EXERCISE TASKS>
A) From the linear algebra answer, return the stretch from "First of all, the" through "elementary row operations.".
B) According to the linear algebra answer, why are the rows of R linearly independent?
C) List every matrix that the linear algebra answer names with a symbol.

EXCERPT PROVIDED>
——
Your procedures are rather non-standard in terms of finding basis for columnspaces and rowspaces. In particular your second procedure for finding the rowspace is not only unorthodox, but appears to be incorrect. To fully answer all of your questions takes a bit of time, and I apologize in advance for the length. The fact is, you can find both basis in a single shot by reducing the original matrix, say $A$, to its RREF, say $R$.
First of all, the RREF is fundamentally defined in terms of the rows. That's why it is the Reduced Row Echelon Form. Elementary row operations by design do not change the rowspace; each new row remains a linear combination of the old rows. That means you can row reduce your matrix all you want, but your rowspace remains the same. It follows that $R$ and $A$ share a rowspace.
But the rows of $R$ are linearly independent: each row has an entry, its leading pivot entry, that no other row has. The rows of $R$ clearly also span the rowspace of $R$, just by definition, and therefore it is a basis for the rowspace of $R$. Now since $\mathrm{row}(R) = \mathrm{row}(A)$, it follows that the rows of $R$ also form a basis for the rowspace of $A$. There is no need to go back to the original matrix because the rowspace has not changed between elementary row operations.
Finding a basis for the columnspace is a bit more complicated because elementary row operations does not preserve the columnspace. The columns of $R$ do not necessarily span the same space as the columns of $A$. Of course, the columnspace of $A$ is just the rowspace of $A^\mathrm{T}$ so we can always apply the previous procedure to $A^\mathrm{T}$. I believe this is what your second procedure tries to do, but it doesn't get it quite right. More on that later. In any case, reducing two matrices is hard work and luckily we can actually kill two birds with one stone.
——
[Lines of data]

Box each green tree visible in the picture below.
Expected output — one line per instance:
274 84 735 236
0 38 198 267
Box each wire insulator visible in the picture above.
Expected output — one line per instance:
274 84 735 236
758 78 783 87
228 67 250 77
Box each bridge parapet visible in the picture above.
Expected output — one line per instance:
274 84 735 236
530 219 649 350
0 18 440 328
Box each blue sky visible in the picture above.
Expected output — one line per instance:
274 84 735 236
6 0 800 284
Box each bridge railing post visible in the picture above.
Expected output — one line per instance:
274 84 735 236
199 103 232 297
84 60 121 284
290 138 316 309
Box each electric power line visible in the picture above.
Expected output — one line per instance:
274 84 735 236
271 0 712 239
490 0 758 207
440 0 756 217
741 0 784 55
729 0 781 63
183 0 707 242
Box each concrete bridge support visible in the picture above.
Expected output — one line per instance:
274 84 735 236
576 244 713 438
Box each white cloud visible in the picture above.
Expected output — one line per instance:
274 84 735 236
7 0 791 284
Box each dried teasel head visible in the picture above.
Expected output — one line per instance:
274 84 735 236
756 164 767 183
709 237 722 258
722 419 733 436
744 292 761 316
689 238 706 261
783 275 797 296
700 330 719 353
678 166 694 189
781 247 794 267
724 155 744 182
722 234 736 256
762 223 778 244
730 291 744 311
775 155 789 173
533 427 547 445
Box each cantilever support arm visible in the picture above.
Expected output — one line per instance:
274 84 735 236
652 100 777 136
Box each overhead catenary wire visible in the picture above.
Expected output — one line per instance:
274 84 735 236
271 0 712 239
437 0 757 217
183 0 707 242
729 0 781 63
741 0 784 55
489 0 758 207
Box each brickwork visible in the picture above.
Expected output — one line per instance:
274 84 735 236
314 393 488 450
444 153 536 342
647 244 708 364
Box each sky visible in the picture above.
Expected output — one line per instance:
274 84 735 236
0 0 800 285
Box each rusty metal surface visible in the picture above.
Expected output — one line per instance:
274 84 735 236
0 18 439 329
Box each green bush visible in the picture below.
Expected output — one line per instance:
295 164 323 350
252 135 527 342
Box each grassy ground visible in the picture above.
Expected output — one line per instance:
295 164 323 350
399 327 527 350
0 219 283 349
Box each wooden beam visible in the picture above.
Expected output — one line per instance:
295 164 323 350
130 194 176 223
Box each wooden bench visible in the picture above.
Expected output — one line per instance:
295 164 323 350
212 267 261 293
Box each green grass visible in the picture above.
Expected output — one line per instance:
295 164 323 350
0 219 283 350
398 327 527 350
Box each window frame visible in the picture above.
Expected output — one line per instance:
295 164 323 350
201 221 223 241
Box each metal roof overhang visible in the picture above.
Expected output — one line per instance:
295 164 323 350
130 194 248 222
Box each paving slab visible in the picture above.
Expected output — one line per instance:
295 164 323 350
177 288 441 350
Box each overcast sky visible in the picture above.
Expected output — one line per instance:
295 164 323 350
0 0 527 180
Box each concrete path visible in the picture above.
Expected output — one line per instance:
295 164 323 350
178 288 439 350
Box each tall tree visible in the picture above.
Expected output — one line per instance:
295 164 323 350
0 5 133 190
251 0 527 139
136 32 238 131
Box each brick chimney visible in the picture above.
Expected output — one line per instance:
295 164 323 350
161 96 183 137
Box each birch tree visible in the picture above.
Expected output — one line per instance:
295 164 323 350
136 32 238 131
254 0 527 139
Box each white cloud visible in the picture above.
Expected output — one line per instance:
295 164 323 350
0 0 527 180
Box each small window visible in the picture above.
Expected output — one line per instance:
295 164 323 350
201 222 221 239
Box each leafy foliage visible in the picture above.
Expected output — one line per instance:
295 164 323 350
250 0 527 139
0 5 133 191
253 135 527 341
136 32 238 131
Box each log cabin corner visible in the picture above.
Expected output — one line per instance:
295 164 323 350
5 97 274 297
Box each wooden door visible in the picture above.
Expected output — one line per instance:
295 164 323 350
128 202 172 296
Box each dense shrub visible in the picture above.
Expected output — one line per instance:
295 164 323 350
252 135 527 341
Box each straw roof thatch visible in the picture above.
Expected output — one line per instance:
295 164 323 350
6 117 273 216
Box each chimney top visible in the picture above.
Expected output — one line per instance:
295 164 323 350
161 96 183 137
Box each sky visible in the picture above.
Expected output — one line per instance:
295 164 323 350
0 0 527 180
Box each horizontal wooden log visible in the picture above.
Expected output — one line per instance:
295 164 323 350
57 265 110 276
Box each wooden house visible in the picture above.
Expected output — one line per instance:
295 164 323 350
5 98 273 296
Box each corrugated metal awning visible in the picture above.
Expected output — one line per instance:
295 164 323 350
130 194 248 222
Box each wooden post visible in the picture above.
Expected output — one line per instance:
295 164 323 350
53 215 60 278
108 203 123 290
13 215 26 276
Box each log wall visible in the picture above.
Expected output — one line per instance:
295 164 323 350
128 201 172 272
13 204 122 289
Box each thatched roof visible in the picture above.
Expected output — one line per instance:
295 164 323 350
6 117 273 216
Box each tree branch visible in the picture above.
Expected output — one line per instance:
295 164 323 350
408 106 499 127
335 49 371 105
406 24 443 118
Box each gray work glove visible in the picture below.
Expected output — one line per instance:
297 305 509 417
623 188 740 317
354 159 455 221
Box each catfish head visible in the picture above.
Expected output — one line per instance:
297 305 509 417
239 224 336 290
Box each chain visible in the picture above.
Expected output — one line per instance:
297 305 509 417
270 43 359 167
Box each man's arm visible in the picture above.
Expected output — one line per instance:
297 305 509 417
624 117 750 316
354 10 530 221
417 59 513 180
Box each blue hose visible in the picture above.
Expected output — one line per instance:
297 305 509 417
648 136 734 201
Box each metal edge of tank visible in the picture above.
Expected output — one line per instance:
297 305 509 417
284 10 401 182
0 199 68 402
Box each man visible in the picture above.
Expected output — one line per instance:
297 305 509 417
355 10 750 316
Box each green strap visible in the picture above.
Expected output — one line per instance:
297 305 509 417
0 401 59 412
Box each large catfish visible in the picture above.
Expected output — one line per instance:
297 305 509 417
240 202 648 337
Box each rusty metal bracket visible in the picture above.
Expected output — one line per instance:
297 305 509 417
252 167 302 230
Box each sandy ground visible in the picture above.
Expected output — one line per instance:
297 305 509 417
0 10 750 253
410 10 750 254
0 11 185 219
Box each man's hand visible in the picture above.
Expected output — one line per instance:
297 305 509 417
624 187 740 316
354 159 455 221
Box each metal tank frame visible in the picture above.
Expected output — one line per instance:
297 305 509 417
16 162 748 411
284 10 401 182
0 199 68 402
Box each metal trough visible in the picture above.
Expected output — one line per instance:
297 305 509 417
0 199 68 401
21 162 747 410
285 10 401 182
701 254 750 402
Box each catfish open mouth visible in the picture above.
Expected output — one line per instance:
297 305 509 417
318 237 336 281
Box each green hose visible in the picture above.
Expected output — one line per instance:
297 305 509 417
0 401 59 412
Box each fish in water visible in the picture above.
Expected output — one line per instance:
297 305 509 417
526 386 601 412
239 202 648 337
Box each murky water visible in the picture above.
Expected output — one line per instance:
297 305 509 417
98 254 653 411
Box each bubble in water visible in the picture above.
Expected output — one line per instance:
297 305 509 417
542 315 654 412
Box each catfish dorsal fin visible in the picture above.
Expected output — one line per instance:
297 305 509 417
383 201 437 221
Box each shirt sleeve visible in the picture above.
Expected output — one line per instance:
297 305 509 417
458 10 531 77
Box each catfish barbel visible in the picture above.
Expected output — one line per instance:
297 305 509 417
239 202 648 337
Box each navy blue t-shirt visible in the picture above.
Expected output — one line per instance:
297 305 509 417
——
EXPECTED RESPONSES>
A)
First of all, the RREF is fundamentally defined in terms of the rows. That's why it is the Reduced Row Echelon Form. Elementary row operations by design do not change the rowspace; each new row remains a linear combination of the old rows. That means you can row reduce your matrix all you want, but your rowspace remains the same. It follows that $R$ and $A$ share a rowspace.
But the rows of $R$ are linearly independent: each row has an entry, its leading pivot entry, that no other row has. The rows of $R$ clearly also span the rowspace of $R$, just by definition, and therefore it is a basis for the rowspace of $R$. Now since $\mathrm{row}(R) = \mathrm{row}(A)$, it follows that the rows of $R$ also form a basis for the rowspace of $A$. There is no need to go back to the original matrix because the rowspace has not changed between elementary row operations.

B) Each row has an entry, its leading pivot entry, that no other row has.

C) A (the original matrix), R (the RREF of A), Aᵀ (the transpose of A)